━━━━━ GIVEN TEXT

# Solid blinking light



## Bojan087 (May 29, 2006)

The deal here is, that when i put the turn signal "left or right" the light is solid so i am not sure what is the cause of that. When i push open on the keyless entry the turn signals work. any help would be great


----------



## Dan0384 (Jan 26, 2010)

*Re: Solid blinking light (Bojan087)*

Not totally sure about this because I'm new to Audis (and modern cars as well) but on several cars i've owned, this happened when either a bulb or a flasher unit went out. (obviously not the bulb issue since you can see them when you use the key fob.) Can someone back me up on this?


----------



## frankinstyn (Oct 11, 2004)

*Re: Solid blinking light (Bojan087)*

do they work when you turn on the hazards? If not then you just need the new relay.


----------



## Bojan087 (May 29, 2006)

━━━━━━━━━━
━━━━━ INFORMATION SUPPLIED

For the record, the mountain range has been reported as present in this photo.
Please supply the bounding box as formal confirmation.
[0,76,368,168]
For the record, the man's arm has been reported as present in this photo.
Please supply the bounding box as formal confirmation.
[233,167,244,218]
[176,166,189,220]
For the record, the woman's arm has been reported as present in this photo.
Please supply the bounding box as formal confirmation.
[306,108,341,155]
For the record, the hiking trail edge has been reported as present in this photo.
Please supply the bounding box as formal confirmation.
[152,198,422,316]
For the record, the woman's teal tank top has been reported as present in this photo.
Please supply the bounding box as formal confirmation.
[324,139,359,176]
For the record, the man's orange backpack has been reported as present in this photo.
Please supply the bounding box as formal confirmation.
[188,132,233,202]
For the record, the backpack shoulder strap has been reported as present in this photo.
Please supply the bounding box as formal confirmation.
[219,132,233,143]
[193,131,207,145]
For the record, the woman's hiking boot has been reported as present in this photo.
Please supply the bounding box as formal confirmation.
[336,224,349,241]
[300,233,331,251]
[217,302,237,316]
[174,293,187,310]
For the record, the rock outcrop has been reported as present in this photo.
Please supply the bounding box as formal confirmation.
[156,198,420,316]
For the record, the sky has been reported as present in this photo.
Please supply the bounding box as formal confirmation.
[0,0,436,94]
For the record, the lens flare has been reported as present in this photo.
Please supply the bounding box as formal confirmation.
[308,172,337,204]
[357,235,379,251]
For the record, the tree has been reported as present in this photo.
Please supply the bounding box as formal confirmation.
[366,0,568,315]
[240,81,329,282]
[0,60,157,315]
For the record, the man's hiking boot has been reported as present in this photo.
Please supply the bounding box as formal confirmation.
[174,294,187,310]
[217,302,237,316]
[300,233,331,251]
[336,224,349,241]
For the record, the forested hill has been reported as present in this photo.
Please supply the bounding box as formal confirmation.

━━━━━━━━━━

> **TASK GOAL**
Continue the forum thread about the turn signal light that stays solid, starting right after its last line.

> **EXPECTED OUTPUT**
*Re: Solid blinking light (frankinstyn)*

yea they work with the hazard lights on. also when the turn signal is on the turn signal is solid from the inside and outside


----------



## Dan0384 (Jan 26, 2010)

*Re: Solid blinking light (Bojan087)*

aren't there different relays that control the turn-signals vs. the hazards? (even though they both control the same lights.)


----------



## Bojan087 (May 29, 2006)

*Re: Solid blinking light (Dan0384)*

thats what im trying to find out along with any step by step instructions


----------



## Bojan087 (May 29, 2006)

*Re: Solid blinking light (Bojan087)*

any help?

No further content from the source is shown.